[Data items]
======

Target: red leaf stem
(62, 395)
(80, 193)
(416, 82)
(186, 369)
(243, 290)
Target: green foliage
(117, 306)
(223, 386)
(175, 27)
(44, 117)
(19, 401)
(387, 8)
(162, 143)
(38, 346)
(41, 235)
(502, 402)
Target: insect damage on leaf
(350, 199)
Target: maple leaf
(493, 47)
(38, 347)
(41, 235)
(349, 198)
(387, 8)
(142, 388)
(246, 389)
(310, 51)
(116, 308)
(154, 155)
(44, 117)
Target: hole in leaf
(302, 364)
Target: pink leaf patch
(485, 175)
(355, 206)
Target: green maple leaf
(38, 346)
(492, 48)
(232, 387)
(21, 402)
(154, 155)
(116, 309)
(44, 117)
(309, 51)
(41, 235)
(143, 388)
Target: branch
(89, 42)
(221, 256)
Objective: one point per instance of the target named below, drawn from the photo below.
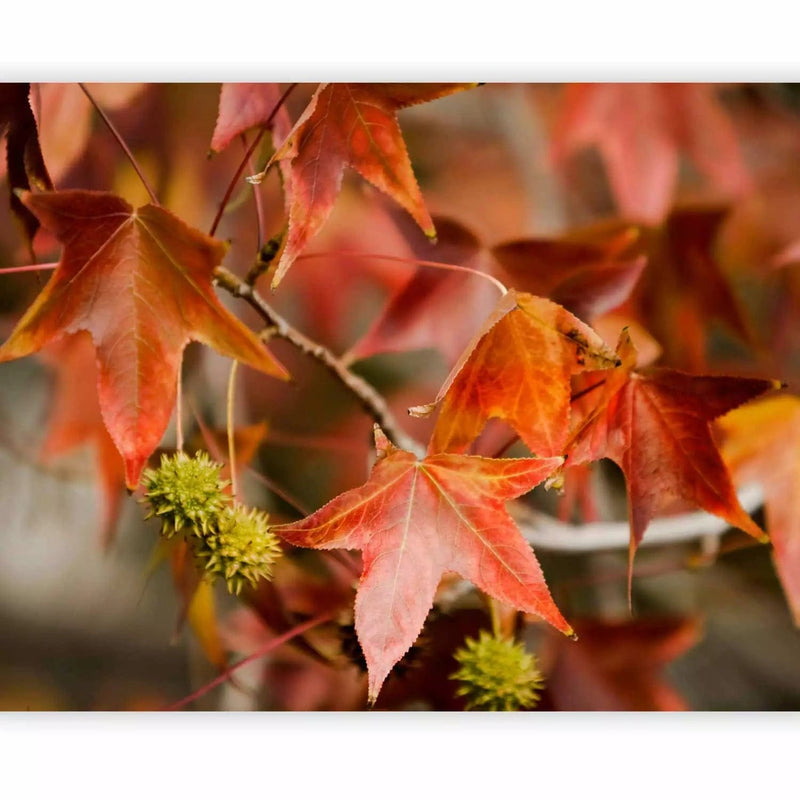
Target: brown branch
(121, 142)
(369, 398)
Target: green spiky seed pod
(185, 492)
(497, 675)
(241, 548)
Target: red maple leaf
(641, 131)
(518, 369)
(618, 666)
(355, 125)
(655, 426)
(75, 420)
(414, 520)
(589, 272)
(24, 159)
(761, 443)
(140, 283)
(246, 105)
(421, 314)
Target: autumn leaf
(75, 420)
(246, 105)
(354, 125)
(65, 117)
(761, 444)
(684, 288)
(642, 130)
(655, 426)
(618, 666)
(24, 159)
(589, 272)
(414, 520)
(421, 313)
(140, 283)
(518, 369)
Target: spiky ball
(185, 492)
(497, 674)
(240, 548)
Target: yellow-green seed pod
(240, 548)
(185, 492)
(497, 674)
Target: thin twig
(116, 134)
(179, 410)
(231, 436)
(404, 260)
(371, 400)
(243, 163)
(256, 199)
(272, 644)
(28, 268)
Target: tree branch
(547, 533)
(370, 399)
(540, 529)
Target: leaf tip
(382, 443)
(422, 411)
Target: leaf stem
(244, 162)
(116, 134)
(403, 260)
(231, 437)
(28, 268)
(272, 644)
(179, 410)
(256, 199)
(371, 400)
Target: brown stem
(371, 400)
(116, 134)
(243, 163)
(262, 651)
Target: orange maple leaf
(518, 369)
(414, 520)
(355, 125)
(761, 443)
(75, 420)
(140, 283)
(655, 426)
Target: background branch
(370, 399)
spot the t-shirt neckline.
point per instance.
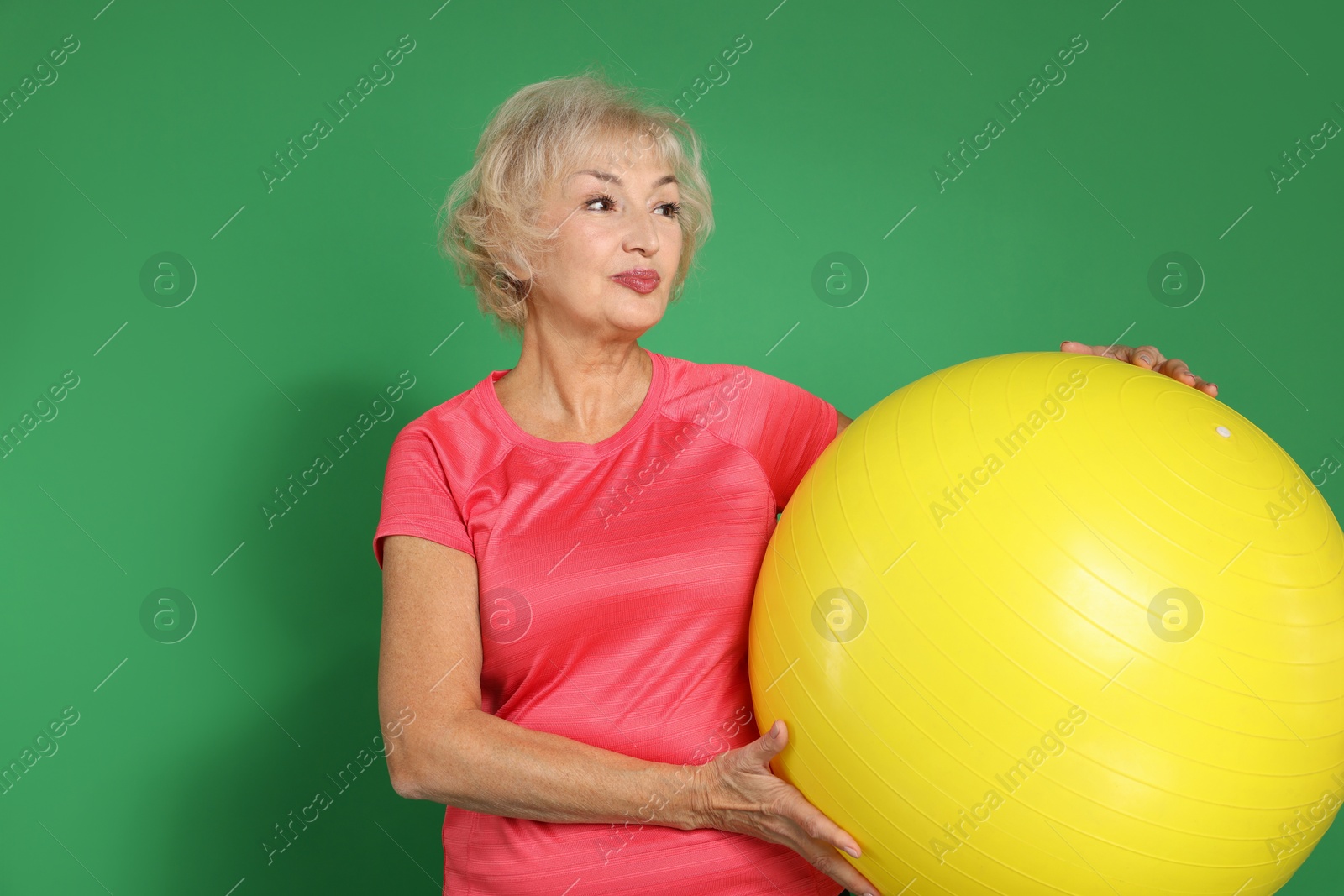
(613, 443)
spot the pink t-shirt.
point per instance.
(616, 584)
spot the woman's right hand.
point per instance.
(741, 794)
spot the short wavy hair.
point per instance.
(490, 226)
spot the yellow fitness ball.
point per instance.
(1050, 624)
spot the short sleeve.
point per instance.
(417, 496)
(796, 429)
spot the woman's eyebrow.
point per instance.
(611, 177)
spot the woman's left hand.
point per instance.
(1146, 356)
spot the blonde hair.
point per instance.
(488, 223)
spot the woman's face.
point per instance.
(613, 215)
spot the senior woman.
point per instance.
(570, 547)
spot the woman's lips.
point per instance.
(642, 282)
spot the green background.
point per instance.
(313, 296)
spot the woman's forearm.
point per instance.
(494, 766)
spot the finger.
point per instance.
(830, 862)
(773, 741)
(1147, 356)
(1178, 369)
(1077, 348)
(815, 822)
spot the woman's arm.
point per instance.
(454, 752)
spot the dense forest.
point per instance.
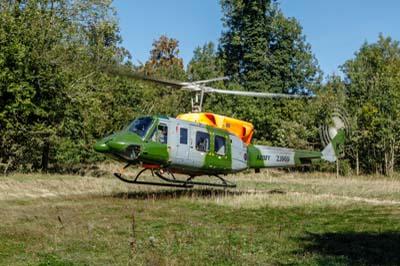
(56, 99)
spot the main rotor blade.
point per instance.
(255, 94)
(128, 73)
(209, 80)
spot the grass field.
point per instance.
(272, 218)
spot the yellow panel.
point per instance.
(242, 129)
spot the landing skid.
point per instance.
(171, 181)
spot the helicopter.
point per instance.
(205, 144)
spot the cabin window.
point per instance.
(202, 141)
(219, 145)
(183, 135)
(141, 125)
(161, 134)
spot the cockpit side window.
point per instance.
(219, 145)
(161, 134)
(141, 125)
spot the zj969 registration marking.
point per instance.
(282, 158)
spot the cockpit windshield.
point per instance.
(141, 125)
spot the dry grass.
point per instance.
(267, 219)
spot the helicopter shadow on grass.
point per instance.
(188, 193)
(177, 193)
(354, 248)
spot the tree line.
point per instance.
(56, 99)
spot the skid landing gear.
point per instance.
(171, 181)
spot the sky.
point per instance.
(335, 29)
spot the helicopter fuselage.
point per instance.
(194, 149)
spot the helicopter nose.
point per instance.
(101, 146)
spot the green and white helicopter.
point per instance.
(198, 144)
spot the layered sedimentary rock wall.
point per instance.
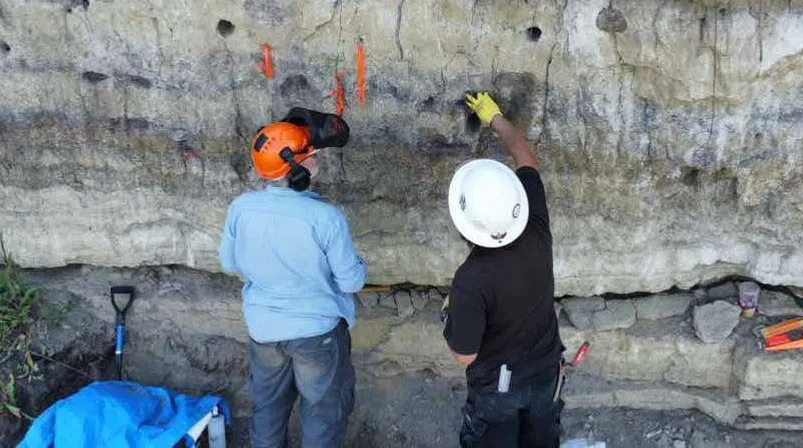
(668, 132)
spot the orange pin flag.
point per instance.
(266, 66)
(339, 94)
(361, 73)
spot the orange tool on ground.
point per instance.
(339, 94)
(783, 327)
(577, 361)
(783, 336)
(361, 73)
(266, 66)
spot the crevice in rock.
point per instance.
(238, 117)
(320, 26)
(399, 13)
(545, 107)
(225, 28)
(715, 57)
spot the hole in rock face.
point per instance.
(611, 20)
(533, 33)
(93, 77)
(225, 28)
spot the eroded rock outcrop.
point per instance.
(668, 131)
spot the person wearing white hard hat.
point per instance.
(499, 319)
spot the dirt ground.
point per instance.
(422, 410)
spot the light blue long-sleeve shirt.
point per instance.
(297, 256)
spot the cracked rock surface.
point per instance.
(669, 139)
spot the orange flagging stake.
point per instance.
(784, 336)
(783, 327)
(339, 94)
(361, 73)
(266, 66)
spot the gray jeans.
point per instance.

======

Retype the data above exactly. Do not carry over any images.

Target: red leaf stem
(62, 395)
(80, 193)
(416, 82)
(186, 369)
(243, 290)
Target: green foliage
(117, 306)
(223, 386)
(175, 27)
(44, 117)
(19, 401)
(387, 8)
(162, 143)
(38, 346)
(41, 235)
(502, 402)
Target: insect damage on leaf
(350, 199)
Target: maple leaf
(493, 47)
(38, 347)
(41, 235)
(349, 198)
(387, 8)
(142, 388)
(246, 389)
(310, 51)
(116, 308)
(154, 155)
(44, 117)
Target: hole in leaf
(302, 364)
Target: pink leaf patch
(485, 175)
(355, 206)
Target: green maple leaf
(38, 346)
(492, 48)
(232, 387)
(21, 402)
(154, 155)
(116, 309)
(44, 117)
(309, 51)
(41, 235)
(143, 388)
Target: branch
(89, 42)
(221, 256)
Objective: one point per instance of the target named below, drawn from the photo below.
Target: brown branch
(121, 142)
(369, 398)
Target: green spiky seed pod
(185, 492)
(497, 675)
(241, 548)
Target: red maple leaf
(641, 131)
(518, 369)
(618, 666)
(355, 125)
(655, 426)
(75, 420)
(414, 520)
(589, 272)
(24, 159)
(761, 443)
(140, 283)
(246, 105)
(421, 314)
Target: autumn leaf
(75, 420)
(246, 105)
(354, 125)
(65, 117)
(761, 444)
(684, 288)
(642, 130)
(655, 426)
(618, 666)
(24, 159)
(589, 272)
(414, 520)
(421, 313)
(140, 283)
(518, 369)
Target: spiky ball
(185, 492)
(497, 674)
(240, 548)
Target: yellow-green seed pod
(240, 548)
(185, 492)
(497, 674)
Target: thin twig
(116, 134)
(179, 410)
(231, 436)
(404, 260)
(371, 400)
(243, 163)
(256, 199)
(272, 644)
(28, 268)
Target: tree branch
(547, 533)
(370, 399)
(540, 529)
Target: leaf tip
(382, 443)
(422, 411)
Target: leaf stem
(244, 162)
(116, 134)
(403, 260)
(231, 437)
(28, 268)
(272, 644)
(179, 410)
(256, 199)
(371, 400)
Target: brown stem
(371, 400)
(116, 134)
(243, 163)
(262, 651)
Target: orange maple leaf
(518, 369)
(414, 520)
(355, 125)
(761, 443)
(75, 420)
(140, 283)
(655, 426)
Target: background branch
(370, 399)
spot the t-shirt neckline.
point per instance.
(613, 443)
spot the pink t-shirt.
point per instance.
(616, 584)
spot the woman's right hand.
point per instance.
(741, 794)
spot the short wavy hair.
point per instance.
(490, 226)
spot the yellow fitness ball.
point per instance.
(1050, 624)
spot the short sleeve.
point per instance.
(417, 496)
(796, 429)
spot the woman's eyebrow.
point per instance.
(611, 177)
spot the woman's left hand.
point per instance.
(1146, 356)
spot the blonde hair.
point per instance.
(488, 223)
spot the woman's face.
point per instance.
(613, 215)
spot the senior woman.
point per instance.
(570, 547)
spot the woman's lips.
point per instance.
(642, 282)
spot the green background.
point per instance.
(313, 296)
spot the woman's forearm.
point per instance.
(494, 766)
spot the finger.
point per instance.
(830, 862)
(773, 741)
(1147, 356)
(1178, 369)
(1077, 348)
(815, 822)
spot the woman's arm.
point per instance.
(454, 752)
spot the dense forest.
point per instance.
(56, 99)
spot the main rotor blade.
point per instance.
(255, 94)
(128, 73)
(209, 80)
spot the grass field.
point per instance.
(272, 218)
spot the yellow panel.
point per instance.
(242, 129)
spot the landing skid.
point per instance.
(171, 181)
spot the helicopter.
point per instance.
(205, 144)
spot the cabin window.
point per instance.
(202, 141)
(219, 145)
(183, 135)
(141, 125)
(161, 134)
spot the cockpit side window.
point per instance.
(219, 145)
(161, 134)
(141, 125)
spot the zj969 registration marking.
point per instance.
(282, 158)
spot the cockpit windshield.
point per instance.
(141, 125)
spot the dry grass.
point per instance.
(267, 219)
spot the helicopter shadow on grass.
point per instance.
(188, 193)
(177, 193)
(354, 248)
spot the tree line.
point per instance.
(56, 99)
spot the skid landing gear.
point per instance.
(171, 181)
spot the sky.
point per instance.
(335, 29)
spot the helicopter fuselage.
point per instance.
(194, 149)
spot the helicopter nose.
point per instance.
(101, 146)
spot the green and white helicopter.
point per instance.
(198, 144)
spot the layered sedimentary rock wall.
point per instance.
(668, 132)
spot the orange pin flag.
point per instance.
(266, 66)
(339, 94)
(361, 73)
spot the orange tool on ground.
point per instance.
(339, 94)
(783, 327)
(577, 361)
(783, 336)
(361, 73)
(266, 66)
spot the crevice in rock.
point per instance.
(238, 117)
(320, 26)
(399, 13)
(545, 107)
(225, 28)
(715, 57)
spot the hole in rock face.
point per instance.
(611, 20)
(533, 33)
(93, 77)
(225, 28)
spot the eroded rock outcrop.
point per instance.
(668, 131)
spot the person wearing white hard hat.
point per instance.
(499, 319)
spot the dirt ground.
point per instance.
(422, 410)
spot the light blue long-sleeve shirt.
point per instance.
(297, 256)
spot the cracked rock surface.
point per instance.
(669, 139)
spot the orange flagging stake.
point per instance.
(784, 336)
(783, 327)
(339, 94)
(361, 73)
(266, 66)
spot the gray jeans.
point per instance.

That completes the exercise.